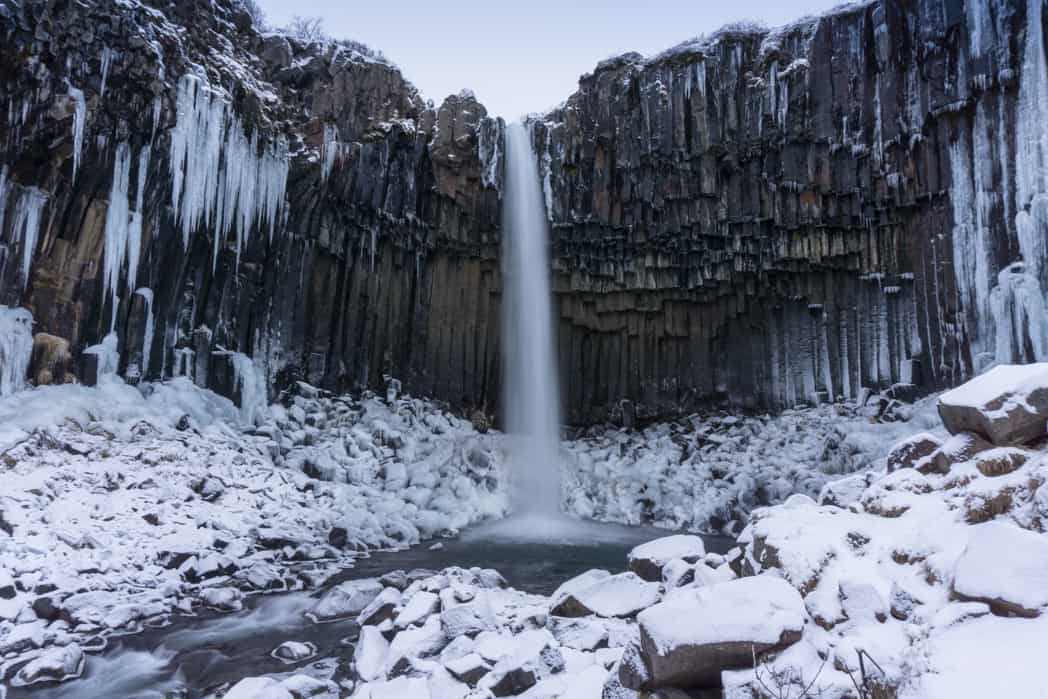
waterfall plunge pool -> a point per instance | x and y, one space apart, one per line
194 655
◇ ◇ ◇ ◇ ◇
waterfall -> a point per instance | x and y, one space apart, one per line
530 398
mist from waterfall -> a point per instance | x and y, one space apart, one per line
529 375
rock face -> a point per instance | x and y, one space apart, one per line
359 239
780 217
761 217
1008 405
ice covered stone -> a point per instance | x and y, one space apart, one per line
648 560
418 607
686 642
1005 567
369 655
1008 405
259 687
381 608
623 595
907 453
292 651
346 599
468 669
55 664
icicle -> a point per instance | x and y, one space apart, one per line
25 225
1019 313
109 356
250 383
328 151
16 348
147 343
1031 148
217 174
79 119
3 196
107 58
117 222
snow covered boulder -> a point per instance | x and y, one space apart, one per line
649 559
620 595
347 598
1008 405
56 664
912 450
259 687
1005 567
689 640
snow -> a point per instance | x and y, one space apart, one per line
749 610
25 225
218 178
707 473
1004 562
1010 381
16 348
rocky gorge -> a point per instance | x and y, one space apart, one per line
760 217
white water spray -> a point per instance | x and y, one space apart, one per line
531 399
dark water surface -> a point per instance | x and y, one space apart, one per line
◇ ◇ ◇ ◇ ◇
§ **What needs to be done**
Please make an exact copy of the lines above from the line with "icicle -> a" through the line with "dark water surface", both ends included.

§ **Result for this task**
icicle -> a point per instance | x and y, one space apart, one per line
25 225
1019 313
109 356
250 383
328 151
16 348
147 343
1031 148
217 174
79 119
3 196
107 58
117 222
snow covered boulder -> a point per instance | x and y, one space apart, one per line
649 559
620 595
347 598
1008 405
56 664
912 450
259 687
1005 567
689 640
snow -> a point per instance | x and y, one space apart, one per line
749 610
25 225
218 178
707 473
1004 562
1010 381
16 348
rocky gorge -> a point per instance | x and y, one space apart, one per line
760 217
white water spray -> a point per instance | x and y, one space apart, one per line
531 399
dark water surface -> a point per instance | x and y, one space apart, one per line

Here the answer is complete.